** Opening TEXT PASSAGE block **

Every nurse in the military may not be a Florence Nightingale, but each has a crucial role to play. They work as a team in co-ordination, achieving the best possible results for their patients. Nurses in the military have the greatest opportunity to influence not only physical recovery of the injured but also mental recovery to help soldiers overcome the trauma of the battlefield. At medical care centres at base camp at the front or in military hospitals, nurses are ones who spend the maximum time with the patients, more than any other health care provider.
The work of nurses in the military is not much different from their civilian counterparts but they carry out their duties in more stressful conditions, sometimes without a break for extended hours during war. Nurses, both in the military and civilian environment have to be suitably qualified with certifications and diploma of nursing. Their responsibilities include but are not restricted to –
- Monitoring wounds for infection and preparing patients for surgeries
- Providing pre and post operative care
- Tracking pain medication to alleviate suffering and ensure rest and recuperation for the patient.
- Carrying out a strenuous process for rehabilitation
- Teaching the wounded to take care of themselves
- Providing high levels of emotional support
- Accompany patients to assistive devices and teach them how to operate them.
- Help patients with activities of daily living.
Physical and occupational therapists play a key role in helping patients maintain muscle strength and flexibility and to quickly come out of debilitating conditions. But nurses are the ones that monitor the activities every day and oversee whether the patients are correctly carrying out the exercises or not.
The emotional support that nurses provide patients transcends all possible classroom training. They are always there to calm the fears of the injured with regard to worries of limb loss, about relationships, returning to activity and war, body looks and financial concerns. These are some aspects that invariably surface and play on the mind of the injured soldier. Military nurses must therefore have the ability to mentally manoeuvre patients through phases of denial and depression, grief and anger and take them on to accepting their injuries and loss of limb as an inevitable fallout of the career and profession they have chosen to be in.
Nurses are among the first of health care providers to explain in detail to patients recovering from injuries about the long and torturous sequence of events that will ultimately lead to their stabilisation and rehabilitation. Family members of the injured also depend on military nurses to soothe shattered nerves on seeing the condition of their loved one.

** Closing TEXT PASSAGE block **
** Opening DATA LISTING block **

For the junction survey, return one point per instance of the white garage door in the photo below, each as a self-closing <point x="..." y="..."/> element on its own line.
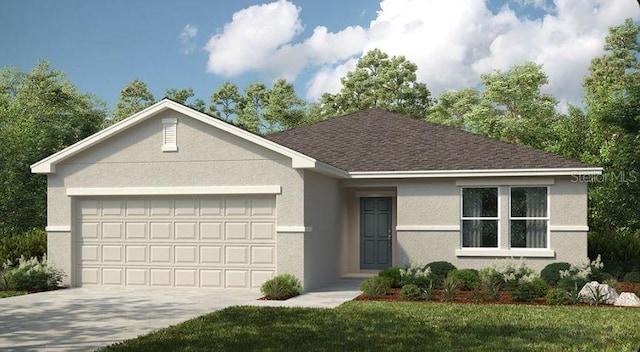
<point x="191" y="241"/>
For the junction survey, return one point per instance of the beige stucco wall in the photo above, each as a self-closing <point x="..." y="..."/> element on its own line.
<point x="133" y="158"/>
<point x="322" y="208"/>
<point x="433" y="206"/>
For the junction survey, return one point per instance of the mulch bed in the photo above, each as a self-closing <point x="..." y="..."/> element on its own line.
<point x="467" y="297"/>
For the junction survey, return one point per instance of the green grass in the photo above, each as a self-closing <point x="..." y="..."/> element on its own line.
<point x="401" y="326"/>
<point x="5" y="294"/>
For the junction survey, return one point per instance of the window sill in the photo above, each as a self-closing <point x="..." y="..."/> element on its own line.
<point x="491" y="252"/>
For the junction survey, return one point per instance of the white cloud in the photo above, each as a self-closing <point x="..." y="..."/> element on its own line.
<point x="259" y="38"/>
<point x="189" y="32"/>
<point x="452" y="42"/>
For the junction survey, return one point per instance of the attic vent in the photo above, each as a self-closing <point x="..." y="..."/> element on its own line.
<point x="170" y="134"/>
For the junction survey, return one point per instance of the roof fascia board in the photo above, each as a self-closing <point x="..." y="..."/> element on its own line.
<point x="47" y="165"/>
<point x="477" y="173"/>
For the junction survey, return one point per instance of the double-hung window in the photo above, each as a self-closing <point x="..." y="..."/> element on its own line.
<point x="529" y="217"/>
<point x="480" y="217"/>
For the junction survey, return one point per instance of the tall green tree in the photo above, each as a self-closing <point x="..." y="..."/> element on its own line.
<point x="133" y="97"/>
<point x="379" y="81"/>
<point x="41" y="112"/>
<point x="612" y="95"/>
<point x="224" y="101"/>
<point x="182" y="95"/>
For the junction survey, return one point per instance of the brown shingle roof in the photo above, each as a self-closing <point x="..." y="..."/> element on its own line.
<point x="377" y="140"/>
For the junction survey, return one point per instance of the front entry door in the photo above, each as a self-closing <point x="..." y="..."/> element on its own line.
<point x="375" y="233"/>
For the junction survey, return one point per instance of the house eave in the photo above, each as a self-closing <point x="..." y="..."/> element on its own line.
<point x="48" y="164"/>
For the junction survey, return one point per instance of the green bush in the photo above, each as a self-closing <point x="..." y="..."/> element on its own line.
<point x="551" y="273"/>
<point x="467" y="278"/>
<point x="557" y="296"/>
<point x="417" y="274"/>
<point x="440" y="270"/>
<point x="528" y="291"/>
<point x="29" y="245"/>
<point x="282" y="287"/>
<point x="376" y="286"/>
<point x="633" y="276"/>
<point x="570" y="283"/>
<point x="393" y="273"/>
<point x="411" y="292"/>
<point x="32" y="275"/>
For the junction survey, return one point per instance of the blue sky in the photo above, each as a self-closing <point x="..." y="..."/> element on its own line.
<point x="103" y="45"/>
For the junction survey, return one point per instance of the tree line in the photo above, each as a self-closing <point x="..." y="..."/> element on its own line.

** Closing DATA LISTING block **

WORK TASK A:
In the passage about military nurses, which professionals play a key role in helping patients maintain muscle strength and flexibility?
WORK TASK B:
According to the passage about military nurses, what worries of the injured do nurses calm? List them all.

ANSWER AREA A:
Physical and occupational therapists.

ANSWER AREA B:
- Limb loss
- Relationships
- Returning to activity and war
- Body looks
- Financial concerns